» **AIM OF THE EXERCISE**: Reproduce the portion of the listing that opens with the line containing "Can you find the blue" and closes with the line containing "point(642, 401)", renaming "baseball cap" to "sports cap" and leaving all else unchanged. Provide only those lines.

» **EXTRACTED MATERIAL**:
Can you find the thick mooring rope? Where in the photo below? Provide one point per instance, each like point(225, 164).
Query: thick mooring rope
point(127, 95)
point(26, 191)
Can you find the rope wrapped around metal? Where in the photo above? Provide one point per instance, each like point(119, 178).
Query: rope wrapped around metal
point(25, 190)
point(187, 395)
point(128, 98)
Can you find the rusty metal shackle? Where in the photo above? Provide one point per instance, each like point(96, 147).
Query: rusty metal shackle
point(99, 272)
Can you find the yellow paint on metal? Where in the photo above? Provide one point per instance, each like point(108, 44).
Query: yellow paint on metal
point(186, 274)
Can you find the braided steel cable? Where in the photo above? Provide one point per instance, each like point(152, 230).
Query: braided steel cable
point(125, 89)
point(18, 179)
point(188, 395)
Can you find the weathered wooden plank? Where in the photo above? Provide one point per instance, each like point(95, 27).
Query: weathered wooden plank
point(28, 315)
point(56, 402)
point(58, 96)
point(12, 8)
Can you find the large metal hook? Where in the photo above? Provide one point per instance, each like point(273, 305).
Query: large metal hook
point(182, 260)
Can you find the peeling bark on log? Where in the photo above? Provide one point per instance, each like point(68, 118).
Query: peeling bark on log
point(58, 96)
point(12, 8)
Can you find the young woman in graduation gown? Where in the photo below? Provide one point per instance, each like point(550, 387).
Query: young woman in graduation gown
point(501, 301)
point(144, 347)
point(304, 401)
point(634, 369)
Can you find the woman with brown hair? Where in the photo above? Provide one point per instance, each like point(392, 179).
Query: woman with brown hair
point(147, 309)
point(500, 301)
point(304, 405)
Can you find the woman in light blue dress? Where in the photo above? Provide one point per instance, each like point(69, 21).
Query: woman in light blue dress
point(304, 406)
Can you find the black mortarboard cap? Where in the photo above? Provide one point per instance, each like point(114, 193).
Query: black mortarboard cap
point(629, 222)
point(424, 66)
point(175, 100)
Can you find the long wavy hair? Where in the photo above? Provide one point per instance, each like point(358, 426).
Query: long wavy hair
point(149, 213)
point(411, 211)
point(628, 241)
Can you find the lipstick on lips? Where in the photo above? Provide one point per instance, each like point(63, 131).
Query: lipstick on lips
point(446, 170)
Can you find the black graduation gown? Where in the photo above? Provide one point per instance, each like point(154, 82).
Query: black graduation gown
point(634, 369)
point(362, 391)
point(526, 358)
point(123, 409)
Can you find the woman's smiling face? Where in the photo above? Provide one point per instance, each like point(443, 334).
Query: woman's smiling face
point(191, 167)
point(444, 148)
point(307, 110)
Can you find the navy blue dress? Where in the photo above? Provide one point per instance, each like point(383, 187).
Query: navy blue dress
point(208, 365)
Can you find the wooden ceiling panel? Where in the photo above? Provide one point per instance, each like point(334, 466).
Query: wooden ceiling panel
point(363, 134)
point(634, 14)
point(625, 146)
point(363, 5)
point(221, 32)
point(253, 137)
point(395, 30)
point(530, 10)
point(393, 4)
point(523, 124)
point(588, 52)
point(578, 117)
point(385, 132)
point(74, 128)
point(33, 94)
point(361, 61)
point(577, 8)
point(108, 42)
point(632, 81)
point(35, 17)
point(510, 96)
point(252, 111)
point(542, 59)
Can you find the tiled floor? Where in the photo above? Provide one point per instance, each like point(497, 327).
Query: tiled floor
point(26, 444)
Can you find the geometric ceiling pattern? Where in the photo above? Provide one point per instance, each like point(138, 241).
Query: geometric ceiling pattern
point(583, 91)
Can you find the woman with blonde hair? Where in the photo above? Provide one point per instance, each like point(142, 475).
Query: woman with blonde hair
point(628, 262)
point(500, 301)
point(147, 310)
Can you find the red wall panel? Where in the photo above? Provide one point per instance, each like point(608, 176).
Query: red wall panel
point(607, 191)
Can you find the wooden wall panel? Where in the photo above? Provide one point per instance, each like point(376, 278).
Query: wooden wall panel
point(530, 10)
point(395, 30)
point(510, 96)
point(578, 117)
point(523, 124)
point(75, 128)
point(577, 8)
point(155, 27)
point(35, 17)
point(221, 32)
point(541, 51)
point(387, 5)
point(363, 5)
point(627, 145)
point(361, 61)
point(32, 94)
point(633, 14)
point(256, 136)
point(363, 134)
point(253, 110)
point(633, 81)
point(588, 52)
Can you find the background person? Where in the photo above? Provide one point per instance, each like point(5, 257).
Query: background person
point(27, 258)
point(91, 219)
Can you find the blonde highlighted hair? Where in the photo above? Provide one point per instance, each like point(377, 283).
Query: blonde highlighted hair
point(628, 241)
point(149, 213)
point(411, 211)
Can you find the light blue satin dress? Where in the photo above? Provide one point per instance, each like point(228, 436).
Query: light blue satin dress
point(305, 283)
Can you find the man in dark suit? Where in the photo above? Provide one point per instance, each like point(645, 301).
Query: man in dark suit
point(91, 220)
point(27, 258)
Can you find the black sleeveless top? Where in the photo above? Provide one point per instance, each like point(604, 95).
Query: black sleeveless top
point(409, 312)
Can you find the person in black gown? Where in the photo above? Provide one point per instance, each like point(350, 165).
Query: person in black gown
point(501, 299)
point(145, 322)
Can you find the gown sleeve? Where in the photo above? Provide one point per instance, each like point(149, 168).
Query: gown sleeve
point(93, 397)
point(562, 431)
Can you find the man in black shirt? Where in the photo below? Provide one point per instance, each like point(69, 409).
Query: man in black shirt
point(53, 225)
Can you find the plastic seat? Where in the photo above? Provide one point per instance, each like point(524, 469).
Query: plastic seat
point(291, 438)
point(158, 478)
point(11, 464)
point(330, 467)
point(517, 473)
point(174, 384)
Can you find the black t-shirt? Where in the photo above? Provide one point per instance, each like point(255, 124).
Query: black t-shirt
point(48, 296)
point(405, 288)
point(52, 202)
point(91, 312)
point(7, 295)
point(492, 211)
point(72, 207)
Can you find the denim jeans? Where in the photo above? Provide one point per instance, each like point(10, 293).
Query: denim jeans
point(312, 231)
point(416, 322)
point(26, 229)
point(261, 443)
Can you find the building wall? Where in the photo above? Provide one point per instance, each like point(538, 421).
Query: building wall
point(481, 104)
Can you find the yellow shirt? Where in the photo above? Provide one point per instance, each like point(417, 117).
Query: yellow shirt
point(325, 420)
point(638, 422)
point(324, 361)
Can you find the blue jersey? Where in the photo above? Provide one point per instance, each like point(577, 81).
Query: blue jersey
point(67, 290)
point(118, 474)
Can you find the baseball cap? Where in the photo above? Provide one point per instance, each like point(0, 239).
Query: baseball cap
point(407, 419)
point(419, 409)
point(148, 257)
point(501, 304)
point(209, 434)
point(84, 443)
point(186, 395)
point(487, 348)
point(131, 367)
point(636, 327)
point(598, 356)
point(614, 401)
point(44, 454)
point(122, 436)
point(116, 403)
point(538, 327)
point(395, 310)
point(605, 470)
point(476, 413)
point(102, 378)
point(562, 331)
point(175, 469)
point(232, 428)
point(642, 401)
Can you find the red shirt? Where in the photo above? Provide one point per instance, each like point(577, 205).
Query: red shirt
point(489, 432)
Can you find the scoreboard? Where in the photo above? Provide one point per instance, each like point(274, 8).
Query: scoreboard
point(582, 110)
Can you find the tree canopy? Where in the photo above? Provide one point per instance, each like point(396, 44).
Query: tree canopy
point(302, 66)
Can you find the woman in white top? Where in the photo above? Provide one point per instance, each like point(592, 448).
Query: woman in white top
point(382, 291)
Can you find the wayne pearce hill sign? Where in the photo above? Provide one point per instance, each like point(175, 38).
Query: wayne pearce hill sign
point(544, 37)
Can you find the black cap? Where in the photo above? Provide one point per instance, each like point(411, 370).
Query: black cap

» **FULL ANSWER**:
Can you find the blue jersey? Where in the photo above? Provide one point per instance, each like point(577, 81).
Query: blue jersey
point(67, 290)
point(118, 474)
Can you find the sports cap? Where in the photo above? Provide one point per instance, each like point(0, 239).
Query: sports cap
point(407, 419)
point(419, 409)
point(148, 257)
point(501, 304)
point(209, 434)
point(84, 443)
point(186, 395)
point(487, 348)
point(131, 367)
point(636, 327)
point(598, 356)
point(614, 401)
point(44, 454)
point(122, 436)
point(116, 403)
point(538, 327)
point(395, 310)
point(605, 470)
point(476, 413)
point(102, 378)
point(562, 331)
point(175, 469)
point(232, 428)
point(642, 401)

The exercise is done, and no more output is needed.